[Exercise objective] Give back only the lines from the one with "Would you mind marking the shrub" through the last line of the data, exactly as they appear.

━━ Given information ━━

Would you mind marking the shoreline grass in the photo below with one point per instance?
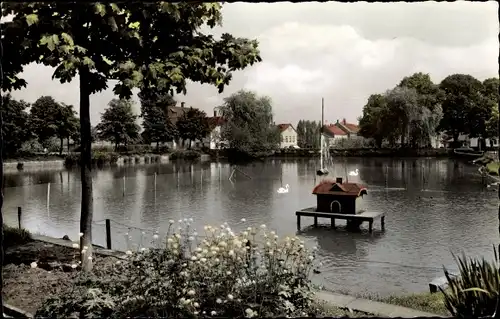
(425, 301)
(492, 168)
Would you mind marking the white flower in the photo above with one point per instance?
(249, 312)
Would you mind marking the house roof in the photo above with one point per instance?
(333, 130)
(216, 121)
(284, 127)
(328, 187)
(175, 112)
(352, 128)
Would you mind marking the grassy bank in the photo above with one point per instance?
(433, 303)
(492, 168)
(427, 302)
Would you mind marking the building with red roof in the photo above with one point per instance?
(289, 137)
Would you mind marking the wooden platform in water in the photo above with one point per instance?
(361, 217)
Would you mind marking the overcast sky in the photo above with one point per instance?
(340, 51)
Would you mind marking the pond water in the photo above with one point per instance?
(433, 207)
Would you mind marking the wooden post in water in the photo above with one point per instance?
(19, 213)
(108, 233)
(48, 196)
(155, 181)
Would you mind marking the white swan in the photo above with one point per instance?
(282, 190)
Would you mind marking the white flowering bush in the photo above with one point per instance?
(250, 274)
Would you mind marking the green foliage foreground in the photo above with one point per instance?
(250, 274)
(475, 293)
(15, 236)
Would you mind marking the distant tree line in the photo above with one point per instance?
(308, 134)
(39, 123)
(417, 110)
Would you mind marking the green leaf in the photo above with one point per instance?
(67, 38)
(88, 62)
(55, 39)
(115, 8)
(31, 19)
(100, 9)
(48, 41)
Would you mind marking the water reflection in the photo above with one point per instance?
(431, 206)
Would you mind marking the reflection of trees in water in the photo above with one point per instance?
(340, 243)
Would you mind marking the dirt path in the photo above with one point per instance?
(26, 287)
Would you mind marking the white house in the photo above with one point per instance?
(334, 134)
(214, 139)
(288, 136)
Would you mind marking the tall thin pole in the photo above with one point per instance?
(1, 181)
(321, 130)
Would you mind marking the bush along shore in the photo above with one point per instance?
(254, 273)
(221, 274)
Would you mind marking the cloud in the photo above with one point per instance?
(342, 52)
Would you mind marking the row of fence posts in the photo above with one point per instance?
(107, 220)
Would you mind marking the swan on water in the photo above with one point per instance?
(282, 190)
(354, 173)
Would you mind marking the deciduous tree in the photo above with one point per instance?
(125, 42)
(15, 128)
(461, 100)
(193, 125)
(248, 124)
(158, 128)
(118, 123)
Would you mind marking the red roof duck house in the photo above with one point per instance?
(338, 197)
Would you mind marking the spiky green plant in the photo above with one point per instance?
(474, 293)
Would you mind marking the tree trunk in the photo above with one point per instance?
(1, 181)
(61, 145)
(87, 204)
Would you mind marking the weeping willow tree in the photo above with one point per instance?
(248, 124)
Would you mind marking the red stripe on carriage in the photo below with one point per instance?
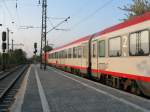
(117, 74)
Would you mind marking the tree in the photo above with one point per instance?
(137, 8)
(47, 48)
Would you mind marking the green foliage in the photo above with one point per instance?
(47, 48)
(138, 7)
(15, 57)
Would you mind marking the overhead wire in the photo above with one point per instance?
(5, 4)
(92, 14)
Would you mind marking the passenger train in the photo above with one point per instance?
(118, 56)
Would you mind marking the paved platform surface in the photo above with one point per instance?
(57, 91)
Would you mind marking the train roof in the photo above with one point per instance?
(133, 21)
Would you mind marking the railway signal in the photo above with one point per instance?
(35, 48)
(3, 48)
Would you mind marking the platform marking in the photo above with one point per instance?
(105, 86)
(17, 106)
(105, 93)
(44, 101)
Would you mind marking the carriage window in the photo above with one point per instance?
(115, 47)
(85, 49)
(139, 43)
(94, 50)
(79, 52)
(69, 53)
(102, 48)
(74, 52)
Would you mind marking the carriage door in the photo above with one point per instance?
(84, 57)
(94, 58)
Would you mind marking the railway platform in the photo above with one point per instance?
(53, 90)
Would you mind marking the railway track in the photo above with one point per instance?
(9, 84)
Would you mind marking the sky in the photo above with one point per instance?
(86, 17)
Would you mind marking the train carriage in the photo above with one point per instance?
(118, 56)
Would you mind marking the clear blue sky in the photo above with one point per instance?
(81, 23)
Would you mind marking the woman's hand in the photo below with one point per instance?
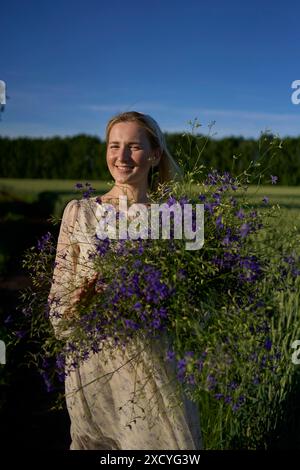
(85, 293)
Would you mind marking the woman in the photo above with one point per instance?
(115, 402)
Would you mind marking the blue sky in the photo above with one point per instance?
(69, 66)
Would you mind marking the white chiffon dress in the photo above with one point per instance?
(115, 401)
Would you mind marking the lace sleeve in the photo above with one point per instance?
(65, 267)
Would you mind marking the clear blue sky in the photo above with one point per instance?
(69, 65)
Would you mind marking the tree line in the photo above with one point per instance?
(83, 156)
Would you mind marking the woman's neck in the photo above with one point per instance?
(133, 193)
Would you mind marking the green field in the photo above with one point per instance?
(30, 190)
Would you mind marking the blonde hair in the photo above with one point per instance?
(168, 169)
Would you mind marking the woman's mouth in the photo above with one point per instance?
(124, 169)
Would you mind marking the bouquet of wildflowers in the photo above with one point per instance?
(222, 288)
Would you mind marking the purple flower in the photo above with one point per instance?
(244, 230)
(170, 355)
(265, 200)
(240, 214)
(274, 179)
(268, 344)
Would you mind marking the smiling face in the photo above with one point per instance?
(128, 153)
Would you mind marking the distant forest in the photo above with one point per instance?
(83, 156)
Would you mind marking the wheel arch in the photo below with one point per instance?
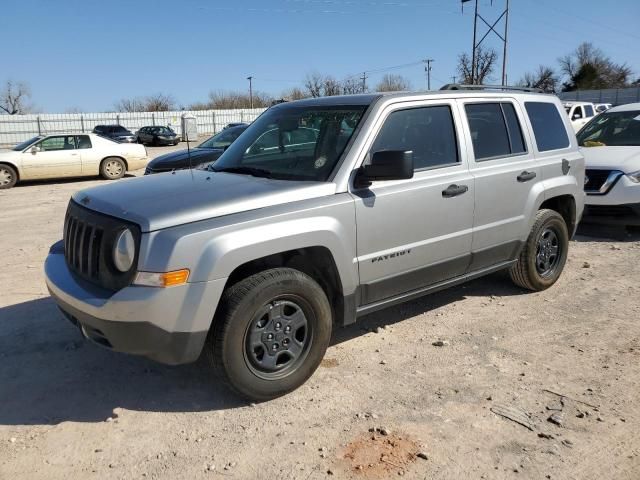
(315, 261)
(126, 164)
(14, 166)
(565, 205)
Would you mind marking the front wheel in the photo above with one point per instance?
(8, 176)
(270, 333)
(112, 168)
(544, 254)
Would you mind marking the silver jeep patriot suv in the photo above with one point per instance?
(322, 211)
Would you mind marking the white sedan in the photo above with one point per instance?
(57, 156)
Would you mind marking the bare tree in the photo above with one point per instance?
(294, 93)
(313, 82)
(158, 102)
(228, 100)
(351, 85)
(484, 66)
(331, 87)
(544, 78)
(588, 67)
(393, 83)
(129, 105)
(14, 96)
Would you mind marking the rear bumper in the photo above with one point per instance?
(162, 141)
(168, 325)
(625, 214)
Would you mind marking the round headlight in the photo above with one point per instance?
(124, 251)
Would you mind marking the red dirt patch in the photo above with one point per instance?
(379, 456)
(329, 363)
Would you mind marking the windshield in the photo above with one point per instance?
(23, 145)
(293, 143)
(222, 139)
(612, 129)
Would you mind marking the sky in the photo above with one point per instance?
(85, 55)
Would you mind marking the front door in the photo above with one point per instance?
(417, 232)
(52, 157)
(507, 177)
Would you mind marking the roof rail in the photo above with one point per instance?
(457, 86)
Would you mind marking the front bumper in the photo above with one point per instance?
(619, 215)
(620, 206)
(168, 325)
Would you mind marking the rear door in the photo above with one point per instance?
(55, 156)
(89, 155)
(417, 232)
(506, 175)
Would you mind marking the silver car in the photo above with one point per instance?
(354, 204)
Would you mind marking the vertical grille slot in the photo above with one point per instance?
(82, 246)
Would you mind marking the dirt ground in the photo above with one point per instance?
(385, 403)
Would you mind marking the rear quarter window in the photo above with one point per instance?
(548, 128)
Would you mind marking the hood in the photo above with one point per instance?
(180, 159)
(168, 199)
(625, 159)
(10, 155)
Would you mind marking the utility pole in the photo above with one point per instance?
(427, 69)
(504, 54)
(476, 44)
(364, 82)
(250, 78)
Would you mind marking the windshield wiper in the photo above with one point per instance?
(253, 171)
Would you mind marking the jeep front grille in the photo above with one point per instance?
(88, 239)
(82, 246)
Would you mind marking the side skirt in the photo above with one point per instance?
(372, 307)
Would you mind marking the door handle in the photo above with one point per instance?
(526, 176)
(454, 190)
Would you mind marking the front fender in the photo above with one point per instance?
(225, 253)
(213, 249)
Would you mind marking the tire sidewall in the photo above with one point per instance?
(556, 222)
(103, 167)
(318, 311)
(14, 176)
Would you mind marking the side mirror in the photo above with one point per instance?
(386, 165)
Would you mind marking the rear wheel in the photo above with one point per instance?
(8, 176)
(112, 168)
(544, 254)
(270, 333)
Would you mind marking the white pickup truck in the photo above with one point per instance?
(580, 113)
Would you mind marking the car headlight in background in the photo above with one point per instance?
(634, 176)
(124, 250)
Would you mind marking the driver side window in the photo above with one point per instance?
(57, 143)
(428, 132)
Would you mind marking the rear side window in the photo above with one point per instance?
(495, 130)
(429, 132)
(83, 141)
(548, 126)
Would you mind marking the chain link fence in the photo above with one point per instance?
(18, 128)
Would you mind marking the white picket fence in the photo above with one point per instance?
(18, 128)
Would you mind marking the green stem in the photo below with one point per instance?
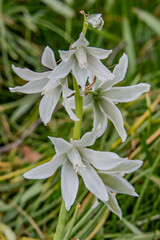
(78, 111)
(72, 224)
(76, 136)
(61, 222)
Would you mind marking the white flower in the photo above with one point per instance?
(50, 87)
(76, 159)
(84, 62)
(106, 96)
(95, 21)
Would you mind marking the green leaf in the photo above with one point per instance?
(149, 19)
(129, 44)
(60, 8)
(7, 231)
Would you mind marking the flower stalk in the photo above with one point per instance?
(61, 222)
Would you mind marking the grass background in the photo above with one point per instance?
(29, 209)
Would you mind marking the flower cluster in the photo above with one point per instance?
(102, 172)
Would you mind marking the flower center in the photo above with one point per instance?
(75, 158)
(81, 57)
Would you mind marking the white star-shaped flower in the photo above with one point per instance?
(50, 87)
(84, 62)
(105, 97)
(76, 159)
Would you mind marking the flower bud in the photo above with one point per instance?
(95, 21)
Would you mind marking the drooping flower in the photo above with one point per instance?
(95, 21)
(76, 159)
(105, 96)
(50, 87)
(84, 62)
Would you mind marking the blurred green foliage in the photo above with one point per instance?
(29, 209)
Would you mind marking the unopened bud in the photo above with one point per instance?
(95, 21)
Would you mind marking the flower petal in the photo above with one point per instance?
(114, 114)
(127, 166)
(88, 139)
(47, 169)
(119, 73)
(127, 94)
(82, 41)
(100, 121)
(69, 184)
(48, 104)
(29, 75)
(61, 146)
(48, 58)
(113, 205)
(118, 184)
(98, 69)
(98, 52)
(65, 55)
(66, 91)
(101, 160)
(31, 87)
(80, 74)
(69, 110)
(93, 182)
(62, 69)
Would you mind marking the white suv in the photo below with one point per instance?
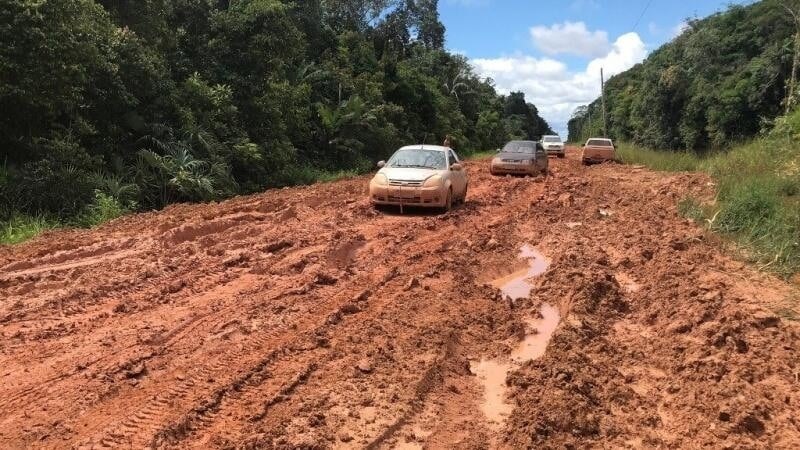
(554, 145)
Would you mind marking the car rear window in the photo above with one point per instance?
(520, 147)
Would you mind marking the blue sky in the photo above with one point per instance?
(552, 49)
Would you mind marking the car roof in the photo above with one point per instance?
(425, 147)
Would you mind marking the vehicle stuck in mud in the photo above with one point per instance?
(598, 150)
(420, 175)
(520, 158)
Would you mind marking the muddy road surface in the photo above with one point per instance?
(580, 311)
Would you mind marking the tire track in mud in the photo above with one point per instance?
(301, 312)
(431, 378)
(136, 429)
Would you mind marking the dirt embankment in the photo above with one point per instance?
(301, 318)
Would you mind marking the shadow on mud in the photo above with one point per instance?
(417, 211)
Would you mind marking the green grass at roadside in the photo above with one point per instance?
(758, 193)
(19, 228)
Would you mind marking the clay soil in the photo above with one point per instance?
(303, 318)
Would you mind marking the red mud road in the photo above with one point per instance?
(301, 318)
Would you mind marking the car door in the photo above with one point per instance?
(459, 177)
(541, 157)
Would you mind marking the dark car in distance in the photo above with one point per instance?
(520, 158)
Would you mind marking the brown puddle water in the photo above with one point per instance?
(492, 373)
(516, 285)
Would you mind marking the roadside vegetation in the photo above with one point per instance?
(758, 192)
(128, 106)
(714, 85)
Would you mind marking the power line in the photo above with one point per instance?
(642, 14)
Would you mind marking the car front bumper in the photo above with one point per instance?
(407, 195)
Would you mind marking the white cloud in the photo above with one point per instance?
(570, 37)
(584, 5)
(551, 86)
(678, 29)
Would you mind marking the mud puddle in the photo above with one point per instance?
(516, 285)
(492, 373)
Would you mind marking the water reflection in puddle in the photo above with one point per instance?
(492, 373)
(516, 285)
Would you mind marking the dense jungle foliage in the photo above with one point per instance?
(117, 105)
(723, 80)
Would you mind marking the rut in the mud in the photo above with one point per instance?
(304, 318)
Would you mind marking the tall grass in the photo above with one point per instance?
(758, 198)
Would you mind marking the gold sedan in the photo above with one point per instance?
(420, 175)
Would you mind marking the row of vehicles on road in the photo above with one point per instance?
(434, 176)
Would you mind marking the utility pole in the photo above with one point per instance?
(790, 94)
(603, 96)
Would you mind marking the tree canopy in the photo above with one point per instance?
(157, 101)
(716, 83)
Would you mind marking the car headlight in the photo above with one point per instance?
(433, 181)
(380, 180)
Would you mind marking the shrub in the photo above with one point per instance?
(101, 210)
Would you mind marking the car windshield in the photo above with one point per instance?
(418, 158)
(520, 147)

━━━

[The answer]
Would you mind marking the shrub in the photo above with one point per instance?
(101, 210)
Would you mind marking the car windshield in the photo above with one point per instance?
(418, 158)
(520, 147)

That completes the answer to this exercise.